* **Description of the task**
Write out the data below in full. Keep it exact.

* **Data for the task**
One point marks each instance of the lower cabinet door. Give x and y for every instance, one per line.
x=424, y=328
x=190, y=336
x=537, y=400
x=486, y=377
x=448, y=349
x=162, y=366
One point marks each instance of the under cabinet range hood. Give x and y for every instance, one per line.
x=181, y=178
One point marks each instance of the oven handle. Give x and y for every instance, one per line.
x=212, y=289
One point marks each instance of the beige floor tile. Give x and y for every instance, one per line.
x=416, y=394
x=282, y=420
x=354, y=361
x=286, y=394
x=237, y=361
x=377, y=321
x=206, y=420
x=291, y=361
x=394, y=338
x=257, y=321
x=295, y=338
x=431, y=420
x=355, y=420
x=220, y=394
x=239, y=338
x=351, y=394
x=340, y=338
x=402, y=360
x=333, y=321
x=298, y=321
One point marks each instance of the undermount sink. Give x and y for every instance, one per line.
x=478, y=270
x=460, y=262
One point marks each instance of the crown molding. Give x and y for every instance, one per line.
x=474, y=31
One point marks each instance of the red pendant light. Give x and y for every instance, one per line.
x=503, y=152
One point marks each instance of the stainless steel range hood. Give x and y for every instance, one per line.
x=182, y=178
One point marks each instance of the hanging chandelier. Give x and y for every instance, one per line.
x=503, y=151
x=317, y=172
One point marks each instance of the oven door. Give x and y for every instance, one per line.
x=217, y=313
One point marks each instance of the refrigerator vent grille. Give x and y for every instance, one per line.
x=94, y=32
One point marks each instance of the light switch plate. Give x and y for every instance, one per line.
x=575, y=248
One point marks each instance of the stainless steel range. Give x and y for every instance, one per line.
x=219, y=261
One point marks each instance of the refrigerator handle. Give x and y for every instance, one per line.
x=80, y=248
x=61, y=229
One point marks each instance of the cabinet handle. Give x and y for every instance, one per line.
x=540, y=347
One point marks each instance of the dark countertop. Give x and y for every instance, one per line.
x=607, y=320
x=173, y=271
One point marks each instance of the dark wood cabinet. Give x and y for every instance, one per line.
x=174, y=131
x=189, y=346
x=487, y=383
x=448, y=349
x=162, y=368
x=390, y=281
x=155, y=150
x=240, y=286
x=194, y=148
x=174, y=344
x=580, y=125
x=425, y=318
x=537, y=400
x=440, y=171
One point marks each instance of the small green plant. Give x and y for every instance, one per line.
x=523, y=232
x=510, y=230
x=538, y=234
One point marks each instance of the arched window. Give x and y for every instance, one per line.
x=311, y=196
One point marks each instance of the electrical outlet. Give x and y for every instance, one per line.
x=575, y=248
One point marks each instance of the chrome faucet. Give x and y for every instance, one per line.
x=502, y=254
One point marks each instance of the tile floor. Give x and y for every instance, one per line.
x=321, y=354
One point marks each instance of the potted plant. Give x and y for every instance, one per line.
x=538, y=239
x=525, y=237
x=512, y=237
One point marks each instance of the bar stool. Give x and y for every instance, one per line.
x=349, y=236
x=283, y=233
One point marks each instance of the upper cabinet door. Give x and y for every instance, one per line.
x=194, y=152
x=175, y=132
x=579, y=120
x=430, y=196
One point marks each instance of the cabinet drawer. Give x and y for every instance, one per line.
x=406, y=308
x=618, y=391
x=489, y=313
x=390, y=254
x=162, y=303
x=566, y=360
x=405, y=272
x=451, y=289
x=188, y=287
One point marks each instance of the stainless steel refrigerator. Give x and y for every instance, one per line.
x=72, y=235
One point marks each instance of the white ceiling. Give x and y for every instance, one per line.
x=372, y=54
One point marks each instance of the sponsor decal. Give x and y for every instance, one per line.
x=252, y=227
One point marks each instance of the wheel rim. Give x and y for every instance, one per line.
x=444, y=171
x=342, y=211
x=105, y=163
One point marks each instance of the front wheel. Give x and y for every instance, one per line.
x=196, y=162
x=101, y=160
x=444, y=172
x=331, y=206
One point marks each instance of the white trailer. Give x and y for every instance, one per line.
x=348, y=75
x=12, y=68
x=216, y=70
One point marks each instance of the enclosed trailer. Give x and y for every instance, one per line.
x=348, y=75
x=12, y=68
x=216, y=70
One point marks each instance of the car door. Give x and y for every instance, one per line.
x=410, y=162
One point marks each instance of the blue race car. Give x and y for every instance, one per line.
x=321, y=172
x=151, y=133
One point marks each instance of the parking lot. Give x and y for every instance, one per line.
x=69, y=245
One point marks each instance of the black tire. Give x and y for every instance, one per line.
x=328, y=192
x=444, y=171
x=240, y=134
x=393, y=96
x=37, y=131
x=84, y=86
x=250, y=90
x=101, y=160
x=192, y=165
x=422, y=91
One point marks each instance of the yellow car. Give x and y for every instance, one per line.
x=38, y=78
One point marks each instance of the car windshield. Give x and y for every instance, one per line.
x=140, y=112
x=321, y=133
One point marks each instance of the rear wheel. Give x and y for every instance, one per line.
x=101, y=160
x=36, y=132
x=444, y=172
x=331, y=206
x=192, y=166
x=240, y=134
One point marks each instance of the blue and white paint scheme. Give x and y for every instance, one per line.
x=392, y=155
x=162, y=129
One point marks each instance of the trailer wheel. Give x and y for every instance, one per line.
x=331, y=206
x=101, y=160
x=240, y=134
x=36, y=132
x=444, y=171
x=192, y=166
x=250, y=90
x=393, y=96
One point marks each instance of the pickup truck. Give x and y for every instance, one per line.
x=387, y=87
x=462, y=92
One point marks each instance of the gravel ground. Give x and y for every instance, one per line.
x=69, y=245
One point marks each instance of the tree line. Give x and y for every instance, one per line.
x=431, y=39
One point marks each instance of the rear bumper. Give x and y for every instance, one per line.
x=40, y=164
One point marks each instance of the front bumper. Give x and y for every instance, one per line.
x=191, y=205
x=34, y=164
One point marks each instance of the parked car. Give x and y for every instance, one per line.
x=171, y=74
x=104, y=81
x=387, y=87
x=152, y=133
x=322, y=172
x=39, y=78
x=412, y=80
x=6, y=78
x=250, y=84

* **Solution for this exercise**
One point marks each instance of the lower cabinet door. Give x and y for every instance, one per line.
x=424, y=328
x=190, y=336
x=537, y=400
x=486, y=377
x=448, y=349
x=162, y=366
One point marks each instance of the under cabinet range hood. Give x and y for every instance, one per line.
x=181, y=178
One point marks each instance of the oven handle. Give x and y for every instance, one per line.
x=212, y=289
One point marks each instance of the beige floor tile. Give x and y for every instance, one per line.
x=416, y=394
x=282, y=420
x=354, y=361
x=286, y=394
x=237, y=361
x=377, y=321
x=206, y=420
x=291, y=361
x=394, y=338
x=257, y=321
x=295, y=338
x=431, y=420
x=355, y=420
x=220, y=394
x=239, y=338
x=351, y=394
x=340, y=338
x=402, y=360
x=333, y=321
x=298, y=321
One point marks each instance of the undermount sink. Give x and y for every instance, one per line.
x=478, y=270
x=460, y=262
One point marks each instance of the crown molding. Give x and y for every instance, one per line.
x=474, y=31
One point marks each instance of the red pendant light. Give x and y for every instance, one per line.
x=503, y=152
One point marks each instance of the stainless steel range hood. Give x and y for every instance, one per line.
x=182, y=178
One point marks each instance of the hanging chandelier. Give x and y for every instance, one per line.
x=503, y=151
x=317, y=172
One point marks each instance of the oven door. Give x and y for every instance, one per line.
x=217, y=313
One point marks each instance of the refrigerator vent grille. Give x and y for every instance, one per line.
x=94, y=32
One point marks each instance of the light switch plate. Give x and y for every instance, one per line.
x=575, y=248
One point marks each instance of the stainless steel range. Give x and y for every instance, one per line.
x=219, y=261
One point marks each instance of the refrigerator handle. Give x and y for every instance, one per line.
x=80, y=248
x=61, y=229
One point marks each instance of the cabinet handle. Give x and y for every instance, one per line.
x=540, y=347
One point marks each instance of the dark countertop. Give x and y for every instance, one per line.
x=607, y=320
x=173, y=271
One point marks each instance of the dark wood cabinet. Give x and y for every instance, one per line.
x=174, y=131
x=189, y=346
x=487, y=383
x=448, y=349
x=162, y=368
x=390, y=281
x=155, y=150
x=240, y=286
x=194, y=148
x=174, y=344
x=580, y=125
x=425, y=318
x=537, y=400
x=440, y=171
One point marks each instance of the small green plant. Give x and y for every instance, one per line.
x=523, y=232
x=510, y=230
x=538, y=234
One point marks each instance of the arched window. Give x and y for every instance, one per line.
x=311, y=196
One point marks each instance of the electrical outlet. Give x and y for every instance, one per line.
x=575, y=248
One point marks each instance of the chrome faucet. Give x and y for every instance, one per line.
x=502, y=254
One point marks each instance of the tile floor. Give x and y for every instance, one per line.
x=321, y=354
One point marks each instance of the potted plant. Give x and y for every instance, one per line.
x=538, y=239
x=525, y=237
x=512, y=237
One point marks each instance of the bar stool. Give x and y for every instance, one per line.
x=349, y=236
x=283, y=233
One point marks each instance of the upper cabinet door. Give x and y for every instance, one per line.
x=194, y=152
x=175, y=132
x=579, y=120
x=430, y=196
One point marks each instance of the cabinet drawer. Give x and y for every instance, one per line.
x=406, y=308
x=618, y=391
x=489, y=313
x=390, y=254
x=162, y=303
x=566, y=360
x=405, y=272
x=451, y=289
x=188, y=287
One point marks each instance of the stainless steel refrigerator. Give x and y for every instance, one per line.
x=72, y=235
One point marks each instance of the white ceiling. Give x and y for every instance, one per line.
x=372, y=54
One point marks each instance of the sponsor decal. Give x and y for every instance, one per line.
x=252, y=227
One point marks each instance of the wheel rim. Give x and y for every instance, one per line.
x=444, y=171
x=342, y=211
x=105, y=163
One point marks each instance of the front wheel. Give x and y for every instance, one per line.
x=196, y=162
x=101, y=160
x=444, y=172
x=331, y=206
One point marks each instance of the white trailer. Give x and y for every instance, one per line.
x=348, y=75
x=12, y=68
x=216, y=70
One point marks each instance of the enclosed trailer. Give x and y for every instance, one per line.
x=348, y=75
x=12, y=68
x=216, y=70
One point marks each instance of the car door. Give x and y for every instance, one per line.
x=410, y=162
One point marks each instance of the blue race car. Give x and y for every instance, one per line.
x=321, y=172
x=151, y=133
One point marks each instance of the parking lot. Give x and y for every instance, one per line.
x=69, y=245
One point marks each instance of the black tire. Give x and y for every instance, one per line.
x=328, y=192
x=444, y=171
x=240, y=134
x=393, y=96
x=37, y=131
x=84, y=86
x=250, y=90
x=101, y=160
x=192, y=165
x=422, y=91
One point marks each instance of the yellow car. Give x and y for every instance, one per line.
x=38, y=78
One point marks each instance of the car windshield. Give x and y for every instance, one per line.
x=140, y=112
x=321, y=133
One point marks each instance of the rear wheel. Give x and y for every instance, one per line.
x=101, y=160
x=36, y=132
x=444, y=172
x=331, y=206
x=192, y=166
x=240, y=134
One point marks each instance of the blue and white paint scheme. Give x and y for every instance, one per line.
x=392, y=155
x=162, y=129
One point marks each instance of the trailer wheel. Give x and y for every instance, one per line.
x=331, y=206
x=101, y=160
x=240, y=134
x=36, y=132
x=444, y=171
x=192, y=166
x=250, y=90
x=393, y=96
One point marks each instance of the pickup truck. Give x and y for every instance, one per line.
x=387, y=87
x=462, y=92
One point marks each instance of the gravel ground. Give x and y for every instance, one per line.
x=69, y=245
One point marks each instance of the tree line. Give x and y for every instance, one per line.
x=431, y=39
One point marks each instance of the rear bumper. Give x and y for every instance, one per line.
x=40, y=164
One point marks each instance of the front bumper. Give x and y for every instance, one per line.
x=191, y=205
x=34, y=164
One point marks each instance of the parked car. Give x and y for every instance, one per line.
x=171, y=74
x=104, y=81
x=387, y=87
x=152, y=133
x=322, y=172
x=39, y=78
x=412, y=80
x=6, y=78
x=250, y=84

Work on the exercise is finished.